[begin INFORMATION GIVEN]
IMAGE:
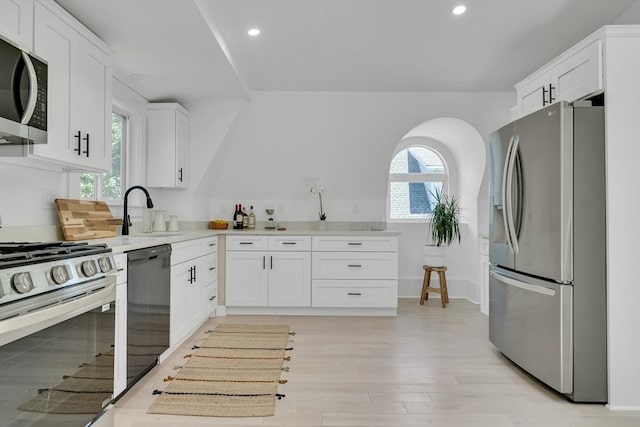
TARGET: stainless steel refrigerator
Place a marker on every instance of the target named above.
(547, 284)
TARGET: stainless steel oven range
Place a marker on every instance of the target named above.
(57, 331)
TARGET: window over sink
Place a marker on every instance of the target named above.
(108, 186)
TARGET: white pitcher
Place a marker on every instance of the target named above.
(159, 223)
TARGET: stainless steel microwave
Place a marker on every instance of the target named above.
(23, 97)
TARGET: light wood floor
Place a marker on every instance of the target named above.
(426, 367)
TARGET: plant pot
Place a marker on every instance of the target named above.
(434, 256)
[end INFORMATION GIVEN]
§ DO THIS: Copy the stretch from the line containing "TARGET: white pitcher" through the end of the data, renaming "plant pot" to "flower pot" and keeping everything else the same. Give only those lines.

§ SOLUTION TO THE PROBLEM:
TARGET: white pitcher
Place a marker on every instance of the target named above.
(159, 223)
TARGET: stainless steel microwave
Place a marker on every instance of the target named above.
(23, 97)
TARGET: light wood floor
Place a marker on every instance of the target named above.
(426, 367)
TARGET: flower pot
Place a marker on every instance of the target named above.
(434, 256)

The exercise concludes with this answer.